■ **EXERCISES**
- a) Answer the following questions from the blog post testing GPT o1. Give one answer per line.
(i) What score does the post give for the contest between the o1 model and Hamza?
(ii) Besides images, what does the writer say ChatGPT has sometimes been used to generate?
(iii) What domain does the writer name as their own?
- b) Continue the blog post testing GPT o1, starting after its last sentence.

■ **DOCUMENT EXTRACT**
▼▼▼

How Good is GPT o1 really?

I pitted OpenAi’s latest and greatest o1 model against little ol me. Guess who won.

How Good is GPT o1 really?

Open AI ChatGTP o1: 0  -  Hamza: 1

Relax your job is still safe.

I’ve been using a paid subscription to OpenAI’s ChatGPT for some time now, you may have noticed the AI generated images that often accompany my ramblings. That’s not all I use it for though and with the release of the o1 model I was curious to see how much better, if at all, its gotten.

You see dear readers; you have been an unwitting participant in a little experiment by myself this week. Human experimentation! How very Sheldonesque of me, making ol Sam Altman look good right here. I’m sorry. I promise no humans or AIs were hurt in the writing of this post 😏 

Whilst I’ve been using ChatGPT to generate images, and sometimes code for quite a while, till this week I had never once posted an AI written article. Not for any moral or ethical reasons. No. It’s far simpler than that. For my domain at least (HPC) I always found them to be well… crap.

▲▲▲

■ **DATA SHOWN**
▼▼▼

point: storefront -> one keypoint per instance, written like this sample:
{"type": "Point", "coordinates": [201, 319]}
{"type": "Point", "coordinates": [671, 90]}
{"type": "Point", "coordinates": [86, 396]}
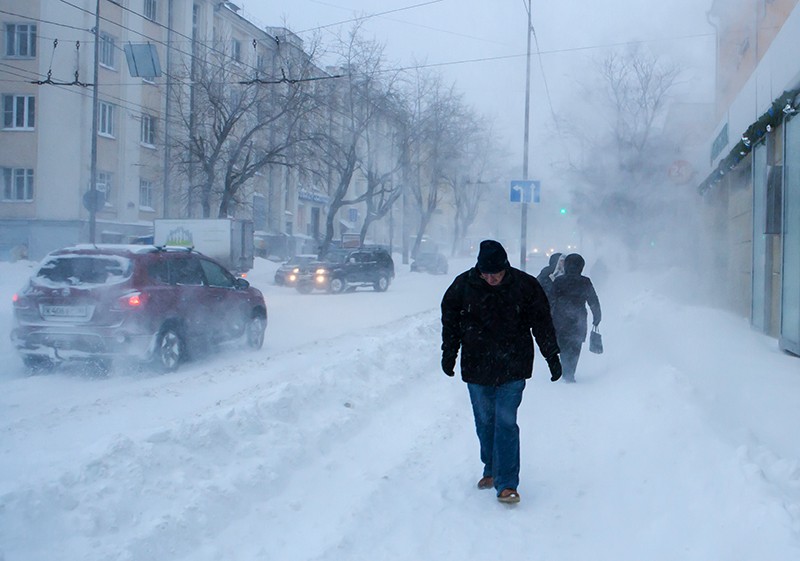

▲▲▲

■ **OUTPUTS IN ORDER**
- a)
(i) o1: 0, Hamza: 1
(ii) Code
(iii) HPC

- b)
But perhaps that was just my own ego. So pitted Sam Altman’s latest and greatest model against my weakest skill, writing posts like this. (I’m pretty sure I write better code than I write blog posts). Earlier this week I picked a topic that has never gained much traction, and I wrote another post on it. I asked ChatGPT to write one too (same topic), asked it nicely to refine it, then to make it fit in LinkedIn’s word limit. Sheesh for a so called intelligence it doesn’t half need a lot of direction and coaxing.

I then generated two very similar images to go with both and instead of my usual single post I scheduled two to go live at the same time. For those of you that engaged with both (there were a small number) and were wondering if I’d lost the plot, well now you know.

The results after 2 days. 

ChatGPT: 219 impressions, 5 likes and 2 reposts, 0 comments

Me: 885 impressions, 17 likes, 7 comments.

Suck it ChatGPT. The reposts on the ChatGPT version? From HMx Labs employees (they didn’t know about the experiment either) 

Which one did you prefer and why?


EDIT: I went to generate the image to go with this post after having written it. This was the first version it gave me 😆

This is a great example of how ChatGPT has no understanding of the words that it is fed. All of the words are in the image but it swapped the victor. I come across this sort of thing surprisingly often.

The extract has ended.